→ Information given:
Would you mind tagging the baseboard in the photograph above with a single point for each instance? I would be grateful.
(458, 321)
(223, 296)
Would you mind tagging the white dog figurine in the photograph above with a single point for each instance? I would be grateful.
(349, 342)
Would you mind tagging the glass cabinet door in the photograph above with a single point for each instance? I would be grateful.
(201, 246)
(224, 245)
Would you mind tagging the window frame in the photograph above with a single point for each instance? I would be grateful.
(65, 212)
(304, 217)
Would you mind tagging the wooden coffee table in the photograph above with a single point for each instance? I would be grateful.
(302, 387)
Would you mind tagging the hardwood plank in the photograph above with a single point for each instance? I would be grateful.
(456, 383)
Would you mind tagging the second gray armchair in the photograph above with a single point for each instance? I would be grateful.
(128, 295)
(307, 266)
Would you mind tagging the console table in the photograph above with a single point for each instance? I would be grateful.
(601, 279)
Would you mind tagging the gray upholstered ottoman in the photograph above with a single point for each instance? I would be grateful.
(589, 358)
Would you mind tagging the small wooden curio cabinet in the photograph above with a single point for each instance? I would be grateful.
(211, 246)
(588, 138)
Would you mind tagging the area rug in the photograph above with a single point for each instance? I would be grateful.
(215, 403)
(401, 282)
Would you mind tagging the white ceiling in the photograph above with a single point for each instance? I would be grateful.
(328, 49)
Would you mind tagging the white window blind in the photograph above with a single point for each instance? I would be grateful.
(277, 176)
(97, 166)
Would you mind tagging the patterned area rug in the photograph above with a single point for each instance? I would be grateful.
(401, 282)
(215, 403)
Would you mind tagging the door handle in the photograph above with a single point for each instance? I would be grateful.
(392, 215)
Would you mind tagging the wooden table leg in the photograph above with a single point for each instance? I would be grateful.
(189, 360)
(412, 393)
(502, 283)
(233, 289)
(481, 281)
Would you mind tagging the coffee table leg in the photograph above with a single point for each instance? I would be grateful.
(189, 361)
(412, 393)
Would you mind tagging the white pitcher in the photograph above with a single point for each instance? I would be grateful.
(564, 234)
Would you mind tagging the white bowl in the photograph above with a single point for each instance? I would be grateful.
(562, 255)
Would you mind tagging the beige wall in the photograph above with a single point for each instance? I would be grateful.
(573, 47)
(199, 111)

→ Goal of the exercise: All the lines above should appear again in the answer, exactly as written.

→ Task output:
Would you mind tagging the baseboard in the photograph above with a single point for each instance? I would be grateful.
(458, 321)
(223, 296)
Would you mind tagging the white dog figurine in the photograph above with a single point for each instance? I would be grateful.
(349, 342)
Would you mind tagging the glass cabinet door in the photograph above with a single point for each instance? I would be grateful.
(201, 246)
(224, 245)
Would you mind tagging the window frame in the photograph above with a single point for each instance? I would be grateful.
(65, 212)
(304, 217)
Would you mind tagging the wooden coffee table in the photograph above with a single point for each instance? I would be grateful.
(302, 387)
Would you mind tagging the hardwood plank in the photograph above with a single point for each instance? I would be grateful.
(456, 383)
Would you mind tagging the second gray armchair in the photograph above with a single point for each instance? I would be grateful.
(128, 295)
(307, 266)
Would you mind tagging the console table in the photograph above with a single point for each instance? I would be grateful.
(601, 279)
Would you mind tagging the gray upholstered ottoman in the photograph above with a single point for each instance? I would be grateful.
(589, 358)
Would you mind tagging the small wooden curio cabinet in the photograph above with a single point for each instance? I would be grateful.
(211, 246)
(588, 138)
Would you mind tagging the area rug in the photograph above with a single point for each instance? I would be grateful.
(215, 403)
(401, 282)
Would you mind tagging the white ceiling in the photograph above with a single point for each instance? I would be grateful.
(328, 49)
Would you mind tagging the white window blind in the photograph above with a single point for each instance? I would be grateful.
(277, 176)
(97, 166)
Would you mind tagging the patterned area rug in the photograph above with a single point for each instance? I would be grateful.
(401, 282)
(215, 403)
Would you mind tagging the door handle in the photograph above with a single point for each instance? I would be grateful.
(392, 215)
Would you mind tagging the wooden table leg in the photograph above with a single point for each instance? I would be grateful.
(189, 360)
(412, 393)
(502, 283)
(233, 289)
(481, 281)
Would you mind tagging the coffee table leg in the photograph above with a single point for each instance? I would be grateful.
(189, 361)
(412, 393)
Would you mind tagging the white pitcher in the photograph above with a single point for each instance? I would be grateful.
(564, 234)
Would you mind tagging the white bowl in the photograph above with a single point for each instance? I would be grateful.
(562, 255)
Would you mind tagging the beige wall in the photograph above with a single point for each instance? I would be grateful.
(573, 47)
(199, 111)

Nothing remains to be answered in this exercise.